GIVEN TEXT:
+ + + + +

Looks like tat your multiprocessor architecture is NUMA which implies CPUs have different access time to different memory regions. Systems with such architecture balance the load between CPUs in order to load only those processors which are "closer" (have lowest access time) to the memory area is being operated on. In case of ordinal .NET application standard memory layout implies residing in the same memory area which on NUMA architectures leads to utilizing only those CPUs which are closer to this are (in your case it can be 2 NUMA nodes with 1 CPU each and only 1 us used because it servers the memory area your applications uses).

+ + + + +

PROVIDED MATERIAL:
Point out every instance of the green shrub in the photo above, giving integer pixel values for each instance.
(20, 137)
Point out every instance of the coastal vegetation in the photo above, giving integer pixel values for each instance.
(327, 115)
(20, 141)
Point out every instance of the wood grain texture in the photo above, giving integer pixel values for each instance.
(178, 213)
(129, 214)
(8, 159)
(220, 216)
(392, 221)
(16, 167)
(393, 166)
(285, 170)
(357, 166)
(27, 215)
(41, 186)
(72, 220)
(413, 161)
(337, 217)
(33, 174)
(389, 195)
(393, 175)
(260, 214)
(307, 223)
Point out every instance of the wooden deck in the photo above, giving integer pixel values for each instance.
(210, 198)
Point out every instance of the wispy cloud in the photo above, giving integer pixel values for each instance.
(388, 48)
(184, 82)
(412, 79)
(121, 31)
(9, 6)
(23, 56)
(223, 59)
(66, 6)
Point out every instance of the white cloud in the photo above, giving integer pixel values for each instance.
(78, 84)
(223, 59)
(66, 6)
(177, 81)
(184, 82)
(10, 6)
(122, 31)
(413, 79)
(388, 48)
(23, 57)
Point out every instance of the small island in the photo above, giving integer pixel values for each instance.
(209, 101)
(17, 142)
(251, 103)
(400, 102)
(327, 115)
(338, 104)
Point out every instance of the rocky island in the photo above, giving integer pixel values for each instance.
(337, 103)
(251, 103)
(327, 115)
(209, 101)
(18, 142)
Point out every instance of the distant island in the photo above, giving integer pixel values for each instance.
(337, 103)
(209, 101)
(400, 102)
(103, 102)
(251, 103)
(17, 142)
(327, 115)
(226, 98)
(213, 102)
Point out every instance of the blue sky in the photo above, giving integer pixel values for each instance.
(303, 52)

+ + + + +

TASK REQUIREMENTS:
• a. Answer these from the NUMA answer, one line each:
(i) What does a NUMA architecture mean for how CPUs access different memory regions?
(ii) What does the NUMA answer mean by a processor being "closer" to a memory area?
(iii) How many NUMA nodes and how many CPUs per node does the NUMA answer suggest might be in this case?
• b. According to the NUMA answer, why does an ordinary .NET application end up using only some of the CPUs on a NUMA system? Give the reason in one to three sentences.
• c. Carry on the NUMA answer from the point where it stops.

EXERCISE ANSWERS:
• a.
(i) CPUs have different access times to different memory regions.
(ii) It has the lowest access time to that memory area.
(iii) Two NUMA nodes with one CPU each.

• b. The standard memory layout keeps an ordinary .NET application in a single memory area. NUMA systems balance the load so that only the processors closest to the memory being worked on are used. As a result, only the CPUs near that one area do the work.

• c.
The applications which need to get benefits from the NUMA architecture are supposed to use specific APIs which expose among other calls the calls to indicate in which NUMA node to allocate a memory (here is example of API functions provided by Windows). The .NET CLR starting from version 4.5 is able to utilize this API indirectly by specific configuration settings. On the CLR runtimes you need to set the following options in the application settings:
<configuration>
<runtime>
<gcServer enabled="true"/>
<Thread_UseAllCpuGroups enabled="true"/>
</runtime>
</configuration>
Where gcServer
mode controls the NUMA awareness for the memory allocations so that runtime can support multiple heaps for different NUMA nodes and Thread_UseAllCpuGroups
controls the NUMA awareness for the tread pool.
However for .NET Core runtimes you need to turn on gcServer mode by using runtime options while Thread_UseAllCpuGroups
which is part of ThreadPool settings can be passed via an environment variable according to this with prefix COMPlus_
(i.e. set COMPlus_Thread_UseAllCpuGroups=1
).